Выбранный отрывок:
_ _ _ _ _
Это действительно до крайности важно. Народники, без всякого сомнения, выражали интересы этих мелких и средних торговцев, промышленников и крестьянства. Не в том дело, чтобы крестьянство или мельчайшая буржуазия, а также промыслово-торговая мелкая буржуазия создавали непосредственную публику интеллигенции, а в том, что интеллигенция являлась их авангардом и выражала сознательно, и притом в идеализированном виде, интересы этой части населения. Итак, для интеллигенции народнической мы можем прямо и определенно сказать, что она являлась выразителем в лице своих идеологов, во-первых, собственной своей массы, довольно компактной и значительной, а во-вторых, что делало ее сильней, массы городской и крестьянской мелкой буржуазии, интересы которой отнюдь не совпадали ни с интересами самодержавного и помещичьего режима, ни с интересами крупного капитала. Хотя для всей толщи этого класса, может быть, это не было вполне ясно, во всяком случае не так ясно, как для передовой его части — интеллигенции. Но, как известно, народничество стало выветриваться к концу 70-х и началу 80-х годов. Оно приобрело черты эпигонства. Интеллигенция в то же время численно росла и имущественно крепла (лучше оплачивалась государством и возросшим капиталом). Можно, пожалуй, отметить, что идеология интеллигенции стала в эту пору отходить от крестьянства и чисто народнические тенденции перестают быть заметны. Вместе с тем интеллигенция перестает верить в свои революционные силы, отмирают, таким образом, и революционные тенденции. Интеллигенция чувствует себя в тупике.

Самые лучшие из интеллигентов продолжают биться головой о стену, ища революционных путей, и в конце концов обретают марксизм. Самые худшие опускаются в обывательщину, иногда приправленную нейтральным эстетизмом. Посредине остается большая толща, не могущая подняться до марксизма, не желающая предаваться эпигонскому, явно бессильному народничеству, но не желающая также погружаться в тину обывательщины. Такая интеллигенция тоскует.

Тоска интеллигенции 80-х и отчасти 90-х годов выражает не только настроение интеллигенции как группы, эта тоска выражает ведь собою бездорожье для всех оппозиционных элементов общества, даже и для таких, которые оппозиции своей не сознавали, но в которых она объективно жила. В этом смысле можно сказать, что пессимисты 80-х и 90-х годов выражают собою настроение чрезвычайно широких кругов.

Среди этих пессимистов имеются, конечно, пессимисты абсолютно горькие, которые иногда доходили до самоубийства, до сумасшествия, до беспробудного пьянства, иногда даже до ренегатства и морального падения. Были и такие, которые своему пессимизму искали какой-нибудь исход.
_ _ _ _ _
Данные:
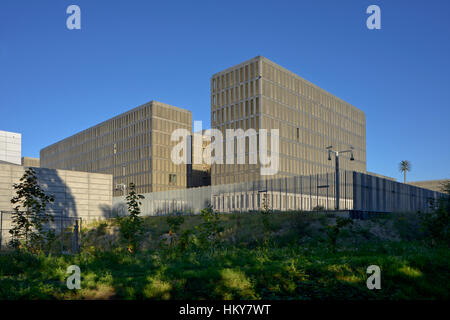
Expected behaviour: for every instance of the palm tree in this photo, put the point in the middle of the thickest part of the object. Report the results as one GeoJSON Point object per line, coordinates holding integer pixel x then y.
_ _ _ _ _
Поставленная задача: Почему, согласно выбранному отрывку, пессимисты 80-х и 90-х годов выражают настроение чрезвычайно широких кругов? Ответьте одним-двумя предложениями.

Письменное решение: Тоска интеллигенции этих лет выражала не только настроение самой интеллигенции как группы, но и бездорожье для всех оппозиционных элементов общества. Сюда входили даже те, кто свою оппозицию не сознавал, хотя она объективно в них жила.